* What is needed
Filter the records down to the lines that hold the word "form", and copy each of those lines.

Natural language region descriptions
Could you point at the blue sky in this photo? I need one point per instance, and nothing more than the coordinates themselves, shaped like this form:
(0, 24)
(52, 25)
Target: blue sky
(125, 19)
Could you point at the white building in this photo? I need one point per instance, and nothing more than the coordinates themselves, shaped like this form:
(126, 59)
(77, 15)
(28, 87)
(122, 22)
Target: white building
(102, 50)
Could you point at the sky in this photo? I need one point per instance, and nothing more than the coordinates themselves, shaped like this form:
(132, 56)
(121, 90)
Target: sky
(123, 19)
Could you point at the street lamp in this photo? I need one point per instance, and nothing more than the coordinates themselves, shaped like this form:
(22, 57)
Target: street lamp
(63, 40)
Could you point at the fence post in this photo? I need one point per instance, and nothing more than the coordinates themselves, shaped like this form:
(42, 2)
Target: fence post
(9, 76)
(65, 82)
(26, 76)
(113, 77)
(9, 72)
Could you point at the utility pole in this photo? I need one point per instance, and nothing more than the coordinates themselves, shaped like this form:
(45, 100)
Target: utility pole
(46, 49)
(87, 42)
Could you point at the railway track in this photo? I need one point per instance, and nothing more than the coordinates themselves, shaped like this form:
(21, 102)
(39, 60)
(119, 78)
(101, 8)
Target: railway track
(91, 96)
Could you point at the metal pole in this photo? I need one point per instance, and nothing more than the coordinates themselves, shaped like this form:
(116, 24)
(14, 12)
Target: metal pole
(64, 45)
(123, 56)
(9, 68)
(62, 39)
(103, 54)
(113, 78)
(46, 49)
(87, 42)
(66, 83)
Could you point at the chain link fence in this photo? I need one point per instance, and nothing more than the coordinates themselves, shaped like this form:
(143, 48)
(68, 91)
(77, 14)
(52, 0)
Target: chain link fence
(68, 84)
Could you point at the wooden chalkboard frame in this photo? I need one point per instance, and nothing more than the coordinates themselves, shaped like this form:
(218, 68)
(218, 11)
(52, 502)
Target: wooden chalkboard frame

* Exercise solution
Could you point at the blue sky in this photo? I need one point per instance, and nothing more than the coordinates themselves, shaped like this form:
Could you point at the white building in this photo? I need one point per instance, and nothing more than the coordinates themselves, shaped like this form:
Could you point at the sky in this photo? I need one point per instance, and nothing more than the coordinates themselves, shaped like this form:
Could you point at the street lamp in this photo? I need one point per instance, and nothing more than the coordinates themselves, shaped like this form:
Could you point at the fence post in this photo? I need one point per instance, and nothing more than the coordinates themselves, shaped like this form:
Could you point at the utility pole in this photo? I need one point per instance, and nothing more than the coordinates themselves, shaped like this form:
Could you point at the railway track in this photo? I need one point per instance, and nothing more than the coordinates themselves, shaped like this form:
Could you point at the metal pole in this photo? I need one point per instance, and nothing more than the coordinates themselves, shaped like this form:
Could you point at the chain link fence in this photo? I need one point per instance, and nothing more than the coordinates themselves, shaped like this form:
Could you point at the wooden chalkboard frame in this photo? I need one point per instance, and nothing more than the coordinates themselves, shaped like this form:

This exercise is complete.